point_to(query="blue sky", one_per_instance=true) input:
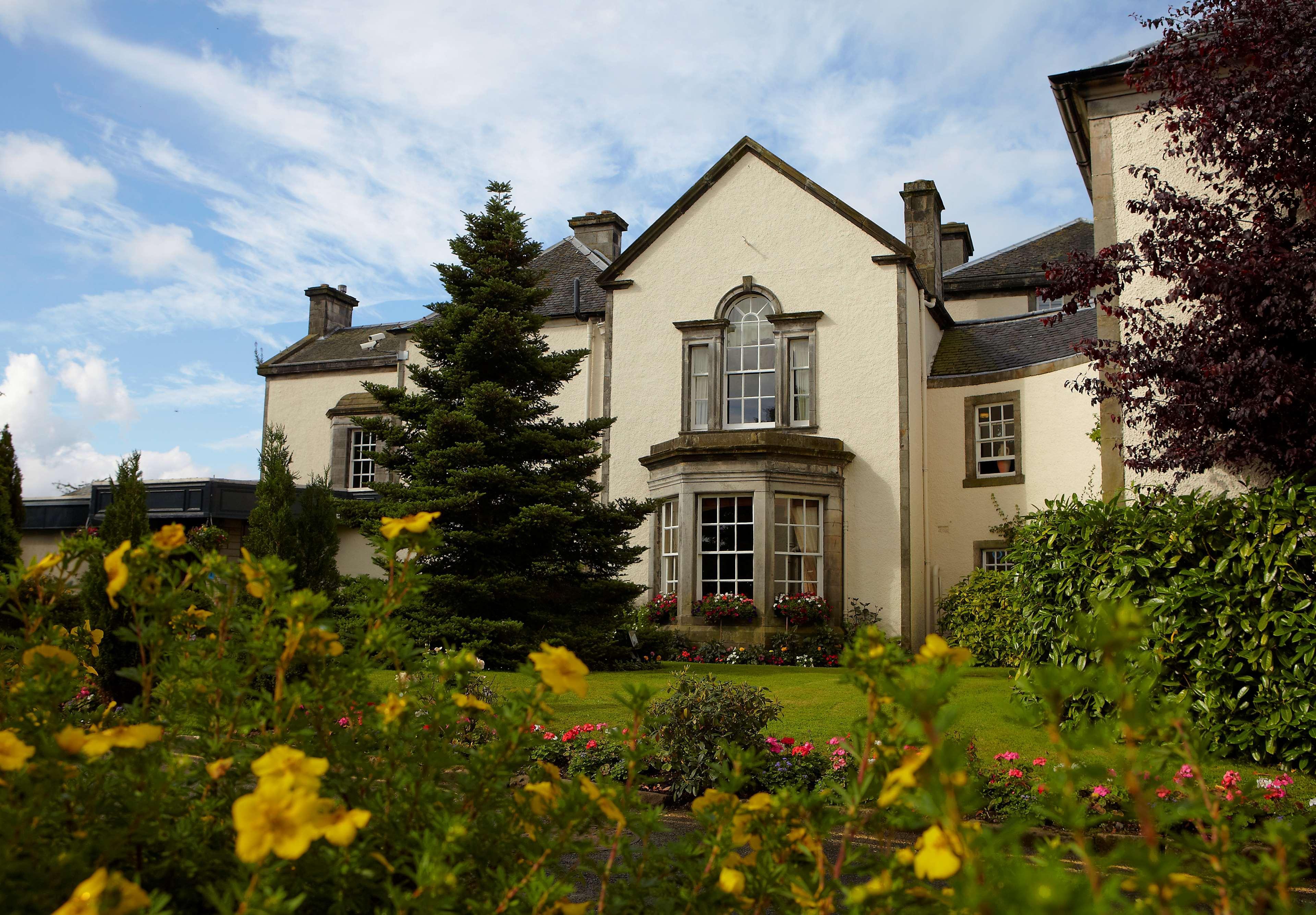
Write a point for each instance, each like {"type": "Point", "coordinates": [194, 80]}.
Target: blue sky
{"type": "Point", "coordinates": [173, 176]}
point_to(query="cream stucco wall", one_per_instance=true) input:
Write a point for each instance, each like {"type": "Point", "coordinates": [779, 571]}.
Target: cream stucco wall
{"type": "Point", "coordinates": [299, 405]}
{"type": "Point", "coordinates": [987, 306]}
{"type": "Point", "coordinates": [1057, 459]}
{"type": "Point", "coordinates": [755, 222]}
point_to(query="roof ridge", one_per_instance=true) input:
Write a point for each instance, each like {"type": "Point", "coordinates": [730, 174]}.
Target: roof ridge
{"type": "Point", "coordinates": [1011, 248]}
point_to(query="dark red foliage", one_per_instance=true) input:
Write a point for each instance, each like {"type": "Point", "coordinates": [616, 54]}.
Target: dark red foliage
{"type": "Point", "coordinates": [1220, 368]}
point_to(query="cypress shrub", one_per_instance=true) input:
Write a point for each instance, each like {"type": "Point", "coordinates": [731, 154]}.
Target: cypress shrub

WORK TO BE COMPLETED: Only an exact copy of the records counts as an answer. Leave out the images.

OUTPUT OF THE TASK:
point_to(query="blue sky", one_per_instance=true) input:
Write a point for each instance, each like {"type": "Point", "coordinates": [194, 80]}.
Target: blue sky
{"type": "Point", "coordinates": [173, 176]}
point_to(query="cream stucco wall", one_per_instance=true) input:
Write a point for each instance, each like {"type": "Point", "coordinates": [779, 571]}.
Target: cream stucco wall
{"type": "Point", "coordinates": [299, 405]}
{"type": "Point", "coordinates": [987, 306]}
{"type": "Point", "coordinates": [1057, 459]}
{"type": "Point", "coordinates": [755, 222]}
point_to(query="roof ridge", one_per_instance=true) input:
Write a point for each instance, each like {"type": "Point", "coordinates": [730, 174]}.
Target: roof ridge
{"type": "Point", "coordinates": [1011, 248]}
point_to(query="dark red foliage", one_per_instance=true) input:
Write a point for each instance, each like {"type": "Point", "coordinates": [616, 54]}.
Target: dark red foliage
{"type": "Point", "coordinates": [1220, 368]}
point_to(query="cypress shrub", one_per_instance=true) input:
Write a point for each instance, each like {"type": "Point", "coordinates": [731, 154]}.
Target: cypress shrub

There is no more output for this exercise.